>> START Source material

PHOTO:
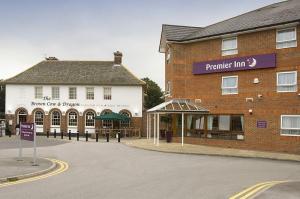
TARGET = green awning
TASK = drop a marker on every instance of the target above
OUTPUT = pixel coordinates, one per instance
(113, 116)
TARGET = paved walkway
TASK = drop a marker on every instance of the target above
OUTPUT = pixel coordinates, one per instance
(12, 167)
(207, 150)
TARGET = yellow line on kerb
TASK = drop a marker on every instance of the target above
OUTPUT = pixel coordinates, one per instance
(251, 191)
(62, 166)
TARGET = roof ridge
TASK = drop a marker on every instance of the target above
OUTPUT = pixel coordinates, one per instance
(182, 26)
(260, 8)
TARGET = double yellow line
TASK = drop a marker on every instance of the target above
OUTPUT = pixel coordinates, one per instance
(62, 166)
(251, 191)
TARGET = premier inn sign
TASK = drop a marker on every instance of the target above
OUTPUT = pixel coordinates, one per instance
(235, 64)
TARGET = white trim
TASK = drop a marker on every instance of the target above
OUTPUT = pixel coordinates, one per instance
(284, 41)
(295, 83)
(237, 83)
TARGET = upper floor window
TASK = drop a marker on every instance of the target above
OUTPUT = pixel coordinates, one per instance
(229, 46)
(290, 125)
(55, 92)
(90, 93)
(287, 81)
(286, 38)
(38, 92)
(72, 93)
(229, 85)
(107, 93)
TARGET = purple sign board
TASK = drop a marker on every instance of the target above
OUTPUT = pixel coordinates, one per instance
(27, 131)
(261, 124)
(235, 64)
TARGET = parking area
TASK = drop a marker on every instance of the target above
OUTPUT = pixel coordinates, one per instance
(114, 170)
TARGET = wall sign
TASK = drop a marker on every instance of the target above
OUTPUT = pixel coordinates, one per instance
(261, 124)
(235, 64)
(27, 131)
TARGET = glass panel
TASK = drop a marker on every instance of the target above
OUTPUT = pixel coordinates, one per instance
(224, 122)
(237, 123)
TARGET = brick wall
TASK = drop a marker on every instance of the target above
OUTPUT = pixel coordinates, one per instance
(208, 88)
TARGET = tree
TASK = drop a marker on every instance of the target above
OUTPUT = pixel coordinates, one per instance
(153, 94)
(2, 99)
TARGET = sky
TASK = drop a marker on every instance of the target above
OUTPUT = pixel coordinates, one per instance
(30, 30)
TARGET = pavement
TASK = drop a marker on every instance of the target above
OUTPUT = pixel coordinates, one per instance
(115, 170)
(207, 150)
(15, 168)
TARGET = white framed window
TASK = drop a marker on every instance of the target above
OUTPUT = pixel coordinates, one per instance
(55, 118)
(290, 125)
(107, 93)
(39, 118)
(72, 119)
(55, 93)
(38, 92)
(286, 38)
(90, 119)
(90, 93)
(229, 46)
(287, 81)
(229, 85)
(72, 93)
(125, 124)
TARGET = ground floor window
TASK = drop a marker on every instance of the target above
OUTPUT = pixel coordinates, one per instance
(290, 125)
(90, 119)
(225, 123)
(125, 124)
(39, 118)
(55, 118)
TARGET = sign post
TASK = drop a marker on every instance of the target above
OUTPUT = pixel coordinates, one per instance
(28, 132)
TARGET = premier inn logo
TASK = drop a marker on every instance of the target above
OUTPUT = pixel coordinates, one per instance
(235, 64)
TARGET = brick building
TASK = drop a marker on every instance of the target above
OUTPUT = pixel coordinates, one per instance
(65, 96)
(244, 71)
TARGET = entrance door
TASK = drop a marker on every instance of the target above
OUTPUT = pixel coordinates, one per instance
(22, 116)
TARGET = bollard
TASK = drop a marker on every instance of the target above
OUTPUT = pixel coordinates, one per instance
(69, 134)
(119, 136)
(97, 136)
(107, 137)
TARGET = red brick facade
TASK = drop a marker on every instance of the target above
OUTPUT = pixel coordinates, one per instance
(207, 87)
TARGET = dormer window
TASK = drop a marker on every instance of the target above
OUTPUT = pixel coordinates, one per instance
(229, 46)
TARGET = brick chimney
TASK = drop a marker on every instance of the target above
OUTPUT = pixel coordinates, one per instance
(118, 58)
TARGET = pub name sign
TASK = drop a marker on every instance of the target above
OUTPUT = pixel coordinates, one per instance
(235, 64)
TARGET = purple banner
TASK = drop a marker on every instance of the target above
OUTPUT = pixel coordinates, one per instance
(27, 131)
(261, 124)
(235, 64)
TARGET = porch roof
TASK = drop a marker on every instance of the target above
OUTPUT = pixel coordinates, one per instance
(178, 106)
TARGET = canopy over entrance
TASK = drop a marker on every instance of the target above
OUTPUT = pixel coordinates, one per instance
(177, 106)
(113, 116)
(174, 106)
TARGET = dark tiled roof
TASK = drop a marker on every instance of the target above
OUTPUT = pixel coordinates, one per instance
(274, 14)
(76, 73)
(175, 32)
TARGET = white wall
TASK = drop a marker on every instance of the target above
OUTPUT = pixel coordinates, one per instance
(123, 97)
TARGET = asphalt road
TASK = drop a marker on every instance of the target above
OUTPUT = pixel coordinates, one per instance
(113, 170)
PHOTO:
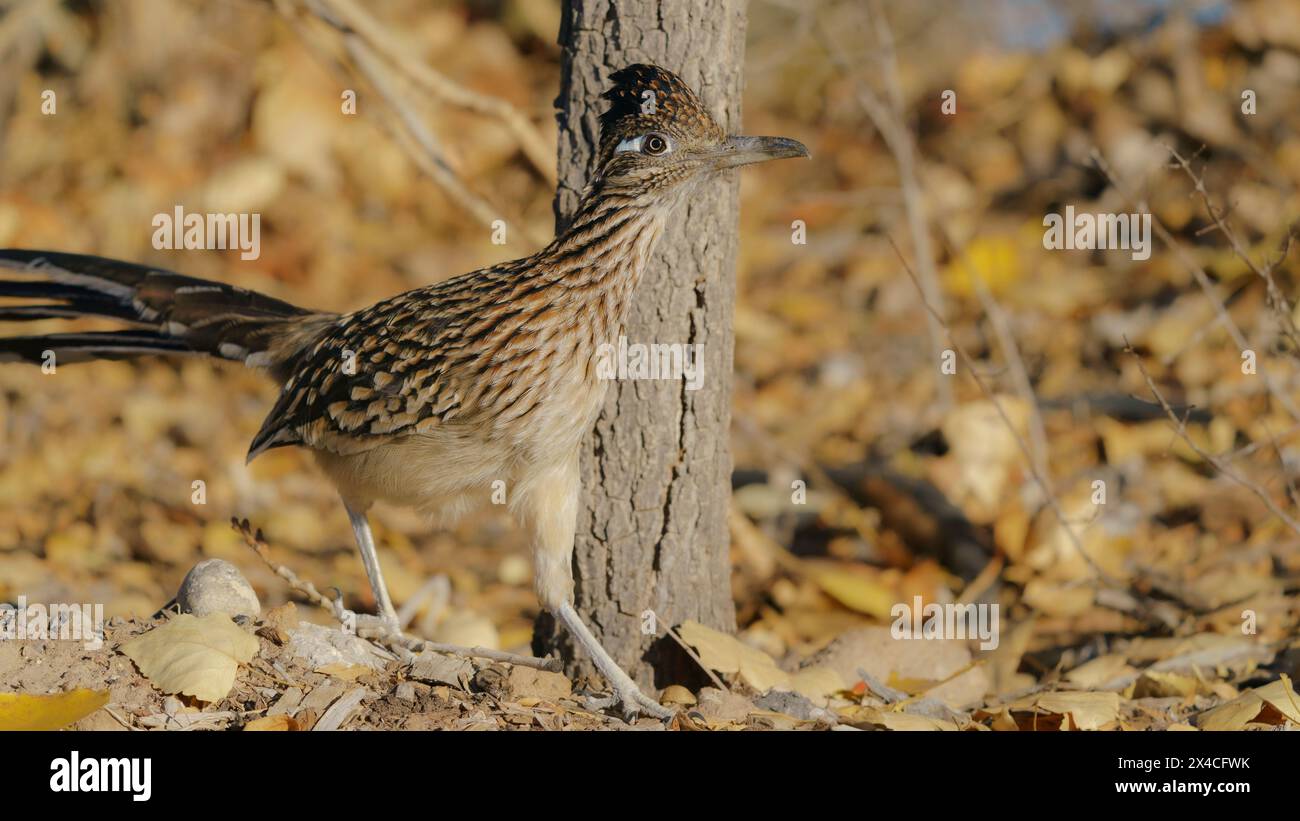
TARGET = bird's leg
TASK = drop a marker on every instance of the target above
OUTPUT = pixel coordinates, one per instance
(546, 499)
(625, 690)
(371, 559)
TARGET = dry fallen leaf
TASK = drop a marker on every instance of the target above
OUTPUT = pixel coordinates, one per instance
(20, 711)
(1083, 711)
(193, 656)
(273, 724)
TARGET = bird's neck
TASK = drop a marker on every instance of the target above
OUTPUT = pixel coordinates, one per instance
(598, 260)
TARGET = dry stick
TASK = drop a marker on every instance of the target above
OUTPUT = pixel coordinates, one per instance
(888, 120)
(1012, 352)
(412, 135)
(703, 667)
(1203, 279)
(1214, 461)
(1019, 441)
(429, 156)
(384, 635)
(1277, 300)
(531, 140)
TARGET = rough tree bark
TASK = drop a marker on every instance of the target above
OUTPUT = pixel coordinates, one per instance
(651, 530)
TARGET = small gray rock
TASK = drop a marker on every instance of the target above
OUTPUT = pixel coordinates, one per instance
(216, 586)
(722, 706)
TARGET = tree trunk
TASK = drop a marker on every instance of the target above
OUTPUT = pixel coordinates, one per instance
(651, 530)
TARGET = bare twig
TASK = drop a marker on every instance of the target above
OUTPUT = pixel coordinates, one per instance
(1277, 300)
(382, 634)
(410, 130)
(889, 120)
(1049, 498)
(1203, 279)
(531, 142)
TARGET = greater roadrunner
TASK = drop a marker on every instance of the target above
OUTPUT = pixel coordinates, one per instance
(429, 396)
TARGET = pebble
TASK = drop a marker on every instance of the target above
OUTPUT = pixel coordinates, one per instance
(216, 586)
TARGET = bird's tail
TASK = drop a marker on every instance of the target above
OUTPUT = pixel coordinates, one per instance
(168, 312)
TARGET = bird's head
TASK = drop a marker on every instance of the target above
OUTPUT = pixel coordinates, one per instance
(657, 135)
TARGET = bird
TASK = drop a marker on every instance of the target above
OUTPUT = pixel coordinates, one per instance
(429, 396)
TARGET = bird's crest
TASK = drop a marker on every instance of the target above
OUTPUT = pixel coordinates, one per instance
(646, 98)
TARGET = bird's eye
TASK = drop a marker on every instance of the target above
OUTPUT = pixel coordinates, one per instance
(654, 144)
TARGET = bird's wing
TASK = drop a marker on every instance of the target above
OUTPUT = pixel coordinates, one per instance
(420, 360)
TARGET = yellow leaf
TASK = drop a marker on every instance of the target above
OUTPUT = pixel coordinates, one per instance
(272, 724)
(194, 656)
(20, 711)
(857, 593)
(345, 672)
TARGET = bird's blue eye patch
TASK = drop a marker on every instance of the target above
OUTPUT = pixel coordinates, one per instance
(632, 143)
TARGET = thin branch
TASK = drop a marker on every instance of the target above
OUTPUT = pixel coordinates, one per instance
(889, 120)
(1019, 441)
(1220, 465)
(1277, 300)
(531, 140)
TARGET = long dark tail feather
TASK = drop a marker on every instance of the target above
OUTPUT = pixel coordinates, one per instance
(68, 348)
(172, 313)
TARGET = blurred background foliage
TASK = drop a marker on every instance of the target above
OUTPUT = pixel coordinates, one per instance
(918, 485)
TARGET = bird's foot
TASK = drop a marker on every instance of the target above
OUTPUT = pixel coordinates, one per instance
(378, 625)
(632, 704)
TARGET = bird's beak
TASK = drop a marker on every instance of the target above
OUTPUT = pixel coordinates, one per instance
(746, 150)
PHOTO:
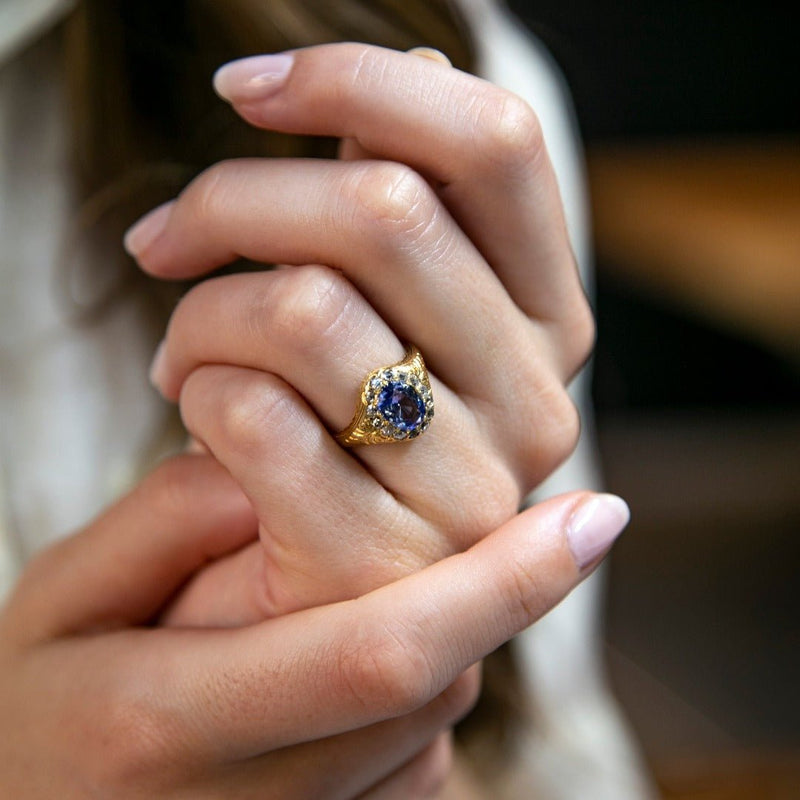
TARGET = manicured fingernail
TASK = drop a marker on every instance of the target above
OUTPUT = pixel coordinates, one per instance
(594, 526)
(158, 365)
(144, 232)
(252, 79)
(432, 54)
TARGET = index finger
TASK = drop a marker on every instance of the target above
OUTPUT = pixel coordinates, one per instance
(480, 145)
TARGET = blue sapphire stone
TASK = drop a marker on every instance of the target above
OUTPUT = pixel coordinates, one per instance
(400, 405)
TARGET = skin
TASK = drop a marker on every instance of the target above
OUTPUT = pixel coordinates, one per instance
(246, 644)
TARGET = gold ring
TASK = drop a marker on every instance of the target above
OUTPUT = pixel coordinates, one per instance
(395, 404)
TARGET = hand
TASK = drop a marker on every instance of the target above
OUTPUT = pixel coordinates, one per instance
(470, 262)
(327, 703)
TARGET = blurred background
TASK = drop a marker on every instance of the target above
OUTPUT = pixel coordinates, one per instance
(691, 117)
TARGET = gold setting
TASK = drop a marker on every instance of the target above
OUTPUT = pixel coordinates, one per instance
(372, 423)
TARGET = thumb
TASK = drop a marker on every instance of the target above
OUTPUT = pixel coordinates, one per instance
(331, 669)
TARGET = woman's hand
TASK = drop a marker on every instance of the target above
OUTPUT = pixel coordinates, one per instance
(451, 237)
(331, 702)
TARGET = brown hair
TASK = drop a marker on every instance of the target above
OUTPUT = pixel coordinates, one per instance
(145, 121)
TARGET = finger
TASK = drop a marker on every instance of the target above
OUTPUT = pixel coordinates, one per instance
(351, 149)
(481, 144)
(324, 671)
(123, 567)
(379, 223)
(272, 443)
(342, 767)
(422, 777)
(310, 327)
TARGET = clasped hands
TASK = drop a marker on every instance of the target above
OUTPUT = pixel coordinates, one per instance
(281, 617)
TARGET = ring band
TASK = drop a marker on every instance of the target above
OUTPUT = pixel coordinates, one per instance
(395, 404)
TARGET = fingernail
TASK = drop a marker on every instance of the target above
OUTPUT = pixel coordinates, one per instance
(158, 365)
(432, 54)
(144, 232)
(594, 526)
(252, 79)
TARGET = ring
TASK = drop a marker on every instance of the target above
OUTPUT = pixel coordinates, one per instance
(396, 404)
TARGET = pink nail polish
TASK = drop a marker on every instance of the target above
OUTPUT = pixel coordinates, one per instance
(252, 79)
(158, 365)
(594, 526)
(143, 233)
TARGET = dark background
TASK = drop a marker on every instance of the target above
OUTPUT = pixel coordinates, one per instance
(699, 425)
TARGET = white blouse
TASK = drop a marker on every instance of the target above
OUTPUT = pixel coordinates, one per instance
(76, 406)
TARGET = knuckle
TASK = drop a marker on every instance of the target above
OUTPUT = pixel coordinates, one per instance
(385, 671)
(525, 595)
(391, 200)
(582, 336)
(461, 696)
(135, 745)
(168, 489)
(312, 305)
(251, 410)
(509, 134)
(207, 193)
(558, 435)
(494, 500)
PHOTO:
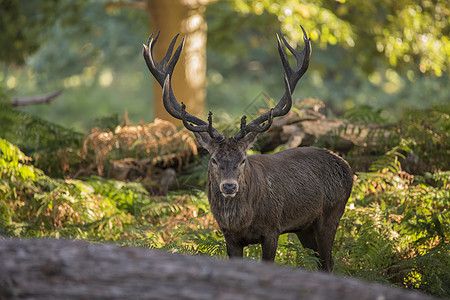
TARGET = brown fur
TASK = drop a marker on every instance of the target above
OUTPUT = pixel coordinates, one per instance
(302, 190)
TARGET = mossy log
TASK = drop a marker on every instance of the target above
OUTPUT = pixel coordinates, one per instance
(65, 269)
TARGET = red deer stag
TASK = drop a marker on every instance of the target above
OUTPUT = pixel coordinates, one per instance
(256, 198)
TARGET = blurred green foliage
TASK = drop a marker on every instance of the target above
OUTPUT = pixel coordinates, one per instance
(386, 54)
(380, 62)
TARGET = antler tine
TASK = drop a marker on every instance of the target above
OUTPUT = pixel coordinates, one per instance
(290, 80)
(188, 119)
(162, 71)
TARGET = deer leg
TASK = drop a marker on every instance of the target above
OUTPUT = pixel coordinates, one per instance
(308, 238)
(325, 238)
(234, 249)
(269, 247)
(319, 237)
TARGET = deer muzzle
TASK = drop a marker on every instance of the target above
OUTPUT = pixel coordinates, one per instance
(229, 188)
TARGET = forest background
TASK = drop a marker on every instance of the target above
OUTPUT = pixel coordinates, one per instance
(381, 65)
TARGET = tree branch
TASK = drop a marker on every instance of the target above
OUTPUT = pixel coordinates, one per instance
(25, 101)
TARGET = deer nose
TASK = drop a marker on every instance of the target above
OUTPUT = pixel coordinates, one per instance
(229, 188)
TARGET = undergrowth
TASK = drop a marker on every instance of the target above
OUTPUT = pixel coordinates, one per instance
(395, 229)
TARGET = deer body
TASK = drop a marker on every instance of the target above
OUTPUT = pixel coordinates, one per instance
(301, 190)
(254, 199)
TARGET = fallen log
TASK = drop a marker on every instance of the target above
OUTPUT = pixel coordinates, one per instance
(65, 269)
(305, 127)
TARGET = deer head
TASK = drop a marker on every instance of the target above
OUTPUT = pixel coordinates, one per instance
(228, 155)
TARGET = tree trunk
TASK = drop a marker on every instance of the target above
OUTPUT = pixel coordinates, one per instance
(64, 269)
(185, 17)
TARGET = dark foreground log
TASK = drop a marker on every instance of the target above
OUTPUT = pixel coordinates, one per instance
(64, 269)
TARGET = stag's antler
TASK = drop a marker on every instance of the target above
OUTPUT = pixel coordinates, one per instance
(162, 71)
(290, 80)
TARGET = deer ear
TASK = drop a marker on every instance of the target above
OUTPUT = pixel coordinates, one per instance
(249, 140)
(204, 140)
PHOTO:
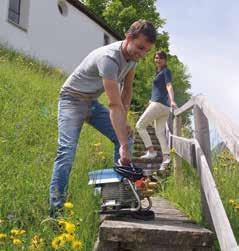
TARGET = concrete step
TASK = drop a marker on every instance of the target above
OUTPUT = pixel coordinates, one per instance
(142, 152)
(140, 147)
(139, 141)
(171, 230)
(156, 160)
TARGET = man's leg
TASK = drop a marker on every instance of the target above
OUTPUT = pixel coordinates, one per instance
(71, 116)
(100, 119)
(146, 119)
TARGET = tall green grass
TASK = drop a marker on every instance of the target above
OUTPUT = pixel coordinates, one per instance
(186, 195)
(28, 139)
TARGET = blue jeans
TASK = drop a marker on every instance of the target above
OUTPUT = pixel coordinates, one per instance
(72, 113)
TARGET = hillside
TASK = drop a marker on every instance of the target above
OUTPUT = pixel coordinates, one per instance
(28, 138)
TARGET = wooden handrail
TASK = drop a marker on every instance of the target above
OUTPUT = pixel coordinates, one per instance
(197, 152)
(221, 223)
(227, 129)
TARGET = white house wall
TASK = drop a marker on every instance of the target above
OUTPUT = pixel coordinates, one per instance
(61, 41)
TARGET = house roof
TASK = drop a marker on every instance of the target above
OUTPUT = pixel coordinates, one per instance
(81, 7)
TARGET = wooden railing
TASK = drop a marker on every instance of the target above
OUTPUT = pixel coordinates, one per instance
(197, 152)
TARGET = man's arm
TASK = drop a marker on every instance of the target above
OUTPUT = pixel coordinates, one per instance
(171, 95)
(126, 94)
(118, 117)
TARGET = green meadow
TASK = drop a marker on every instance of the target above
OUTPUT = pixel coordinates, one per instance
(28, 140)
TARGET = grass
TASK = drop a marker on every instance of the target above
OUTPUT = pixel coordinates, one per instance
(28, 139)
(186, 195)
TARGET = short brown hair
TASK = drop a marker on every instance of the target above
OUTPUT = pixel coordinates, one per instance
(162, 54)
(144, 27)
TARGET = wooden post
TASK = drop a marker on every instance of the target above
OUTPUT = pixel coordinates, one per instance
(177, 124)
(203, 137)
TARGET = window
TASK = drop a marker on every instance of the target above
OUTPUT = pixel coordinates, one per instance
(18, 13)
(62, 7)
(14, 11)
(106, 39)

>> END Source material

## Work instructions
Return exactly the lines from the one containing "TARGET = grass" to the last line of the data, and nothing more.

## Full output
TARGET = grass
TASK = drop a marker on every instance of the target above
OUTPUT = pixel coordinates, one per instance
(28, 139)
(186, 195)
TARGET = short brown hair
TASK = drop a marker on every instance of the target above
OUTPUT = pixel coordinates, one per instance
(162, 54)
(144, 27)
TARGET = wooden post
TASK = drop a marker on every instance of the target above
OUTPUT = pixel coordinates, one per instance
(177, 124)
(203, 137)
TARGET = window
TASK = drop a marker on every instance of the target above
OUTPUT = pixel coordinates, one per instance
(18, 13)
(62, 7)
(14, 11)
(106, 39)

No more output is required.